WHAT TO PRODUCE:
Write all entries out exactly, images excluded.

[Dataset entries]
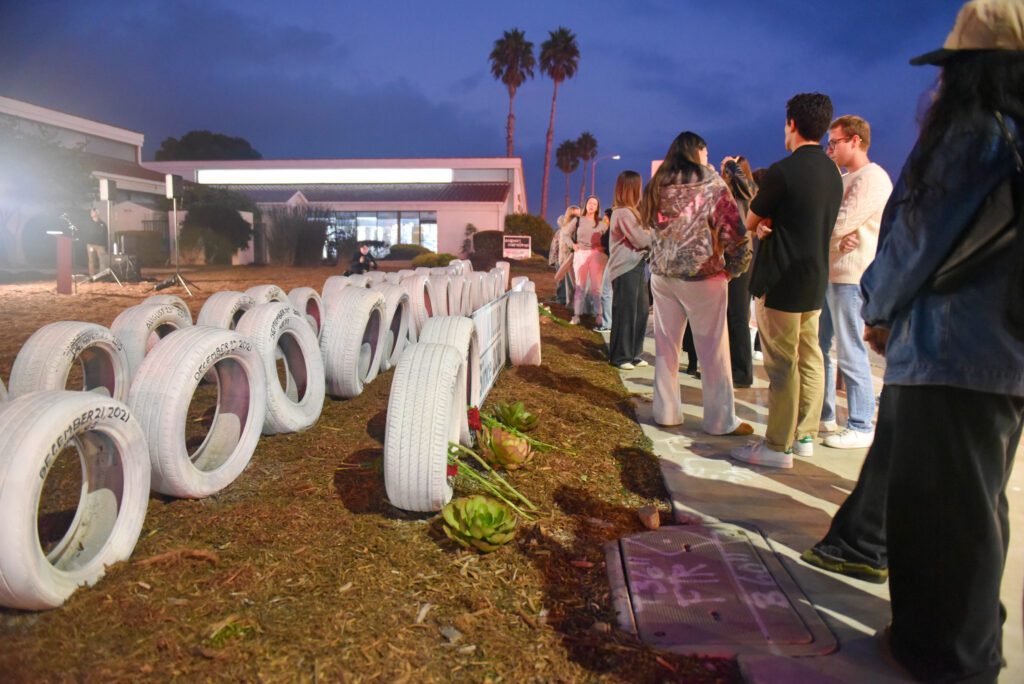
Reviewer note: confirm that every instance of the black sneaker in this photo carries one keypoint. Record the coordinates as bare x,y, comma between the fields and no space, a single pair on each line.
818,557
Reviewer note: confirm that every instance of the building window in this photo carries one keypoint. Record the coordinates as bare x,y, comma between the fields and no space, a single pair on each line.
408,227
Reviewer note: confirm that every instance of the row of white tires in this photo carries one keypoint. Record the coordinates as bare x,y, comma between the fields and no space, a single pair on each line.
130,436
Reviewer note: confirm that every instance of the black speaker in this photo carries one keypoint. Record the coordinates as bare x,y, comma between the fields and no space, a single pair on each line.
173,185
107,189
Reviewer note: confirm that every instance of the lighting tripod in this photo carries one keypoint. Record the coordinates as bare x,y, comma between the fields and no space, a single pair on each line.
177,278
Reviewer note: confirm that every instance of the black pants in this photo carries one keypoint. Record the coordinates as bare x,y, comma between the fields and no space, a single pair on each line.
936,478
738,318
629,315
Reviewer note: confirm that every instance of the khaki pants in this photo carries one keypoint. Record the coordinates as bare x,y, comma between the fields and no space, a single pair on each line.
796,374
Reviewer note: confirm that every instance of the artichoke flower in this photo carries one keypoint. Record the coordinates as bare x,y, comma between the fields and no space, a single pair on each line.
505,450
515,416
478,522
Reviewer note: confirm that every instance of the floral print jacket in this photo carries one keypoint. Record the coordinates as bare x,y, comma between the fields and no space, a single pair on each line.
698,232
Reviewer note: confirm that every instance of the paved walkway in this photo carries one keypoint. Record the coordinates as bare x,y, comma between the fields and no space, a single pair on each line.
794,508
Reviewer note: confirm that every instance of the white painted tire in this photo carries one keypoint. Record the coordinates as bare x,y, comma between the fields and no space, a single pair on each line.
398,324
281,331
524,329
308,302
139,328
423,416
47,357
352,341
115,476
460,333
224,309
440,293
456,286
264,294
498,286
419,300
170,299
163,389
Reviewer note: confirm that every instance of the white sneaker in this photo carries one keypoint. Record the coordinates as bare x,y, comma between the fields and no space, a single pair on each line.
758,454
850,439
804,446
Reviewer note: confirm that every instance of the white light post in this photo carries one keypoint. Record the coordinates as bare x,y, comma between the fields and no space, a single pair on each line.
593,171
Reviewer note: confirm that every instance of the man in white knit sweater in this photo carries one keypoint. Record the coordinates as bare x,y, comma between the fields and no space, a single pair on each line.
865,189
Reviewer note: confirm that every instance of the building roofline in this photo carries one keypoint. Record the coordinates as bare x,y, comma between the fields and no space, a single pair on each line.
37,113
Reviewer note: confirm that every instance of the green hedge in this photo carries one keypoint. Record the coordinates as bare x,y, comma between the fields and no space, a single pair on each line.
402,252
433,260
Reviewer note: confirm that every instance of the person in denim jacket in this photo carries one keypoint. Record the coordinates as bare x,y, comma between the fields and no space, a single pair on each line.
930,508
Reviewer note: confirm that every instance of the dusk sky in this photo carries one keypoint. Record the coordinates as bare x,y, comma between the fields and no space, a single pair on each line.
308,79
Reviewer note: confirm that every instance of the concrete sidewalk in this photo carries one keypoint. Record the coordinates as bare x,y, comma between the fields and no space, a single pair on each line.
794,508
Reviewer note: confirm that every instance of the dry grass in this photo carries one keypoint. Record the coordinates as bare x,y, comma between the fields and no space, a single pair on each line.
302,570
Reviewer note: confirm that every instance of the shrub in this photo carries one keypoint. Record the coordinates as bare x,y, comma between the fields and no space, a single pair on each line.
486,249
402,252
220,231
539,230
433,260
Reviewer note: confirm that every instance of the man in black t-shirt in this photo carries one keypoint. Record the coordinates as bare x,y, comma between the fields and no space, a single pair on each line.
794,214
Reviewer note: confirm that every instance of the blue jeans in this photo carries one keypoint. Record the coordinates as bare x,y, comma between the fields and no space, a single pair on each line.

YOUR SOLUTION:
Reviewer note: confirm that every instance of the black sneaker in this photo carries one keypoint. Record the coordinates as bare x,y, comma between the fields and no space, a single pair on each line.
818,557
Reviewer note: confirm that every instance of the building window in this photo carries one keypoint. Record the coordinates as bare x,y, comma between the fields and no space, a single pair on each line.
408,227
Reviewer note: confirm that every instance of the row of white tires in this photo carries one keypoint. Record the coordinates as bare x,y, comma between the fields and no space, a single pair on each line.
130,436
Reviewer note: confirm that every instance of the black speaker in this photo carries one keypoint. Record the coordinates as bare x,y, comma between the fields and no space, a single pair on each line.
173,185
107,189
Reviewer note: confirm that every instance of the lighting tripod in this photo carries one keypoint. Record the coordinates as bare x,y, comma between the fields and no space, a single pair on each line.
177,278
Reviewer note: confirm that every instance of the black pants in this photo carries one keypoint. Record the coordinates as bare x,y, comma between the fields and no space, a single pair on each line.
936,478
738,318
629,315
Reviewer note: confirm that every instance of the khaki pants in this photo carries one keypoint. Record the coordinates as bare x,y, comma between the fields and no space, a single pair on each line.
796,374
Reviewer note: confirm that every instance of the artichoke flower in this photo carries one keypoint. Record the coordinates as bare x,y, comma between the fields and no space, a single pair on each line.
505,450
515,416
478,522
Reviewer note: confirm that every instance of the floral print jacket in this photo carries one keypoint. Record the coordinates as bare x,y, comma between the fields and no space, a single pair on each line.
698,232
Reviewer note: confirm that every instance of the paved walkway in this photo carries one keypoint. Record the coordinates as bare x,y, comma between the fields and no space, a single pair on each line.
794,508
Reviewer note: confirm that every instance of the white painted tire in this photo carries one keypoint. Record the coordinates as bare x,y, comma between the fields and no space, a single pair on each line.
398,324
281,331
524,329
308,302
139,328
423,416
47,357
352,341
115,476
460,333
224,309
440,293
456,286
264,294
498,286
419,300
170,299
163,389
Reviewer note: confirm that every instance of the white sneaker in this photo carries one keypoint. Record the coordinates as bare x,y, comma between the fields and no space, a single pair on each line.
758,454
850,439
804,446
Reviewer note: confirm that every instance of the white light post in this photo carries one keypoint. Record the coordinates as bare x,y, comma between the fields and no space, a single pair on each line.
593,171
Reviewer note: confirm that every instance of the man in white knit sweater in this photo carries one keypoint. Record the coordinates as bare x,y, comma between the fields and no space, a single pair on each line.
865,189
Reviewer note: confirm that every instance of the building roofline in this photo carries one keypoint. Record the coordinates as bare x,y, comma between the fields and no space, a single pair on each line.
37,113
Reviewer note: confirm that every instance of the green hedge in this photo carries one keypoint. Record the coordinates as bare x,y, comma between the fields and no space, a single pair on each line.
402,252
433,260
Reviewer note: confirm that every instance of the person in denim jacket in this photo carries one keypoint. Record the coordinates as bare x,y, comma between the fields and no space, a single pair on each line.
930,508
Reviewer note: confirm that every instance of the dusk sky in this photo carries one keypoint. Record the coordinates as bare x,y, comma between the fields and no space, a single pair on each line.
308,79
Reviewer note: confirm that every instance of the concrete sidewalk in this photo carries one keypoint. Record the coordinates as bare x,y, comma between the fields and no space, a single pair on each line.
794,508
Reviewer note: confirm that every instance of the dry grass in this photo carries one keypoint. Record the coordinates as bare x,y, comma between the fields and no space, a single pair on each line.
302,570
Reviewer note: confirm that every instance of the shrub in this photo carries one keypoint. Record the coordinates as bare x,y, comma between the fields and no space, a single pair on each line.
486,249
402,252
220,231
539,230
433,260
Reviewer note: confirm that every instance of the man in black t-shirt in this photo carries one keypoint. Record the coordinates as bare x,y, comma between the fields and no space, a single pair on each line.
794,214
Reviewer note: confirm that every instance of the blue jeans in this photo carries one keypoint. Record the coordinates as bare x,y, comma between the fields and no space, a single pair on each line.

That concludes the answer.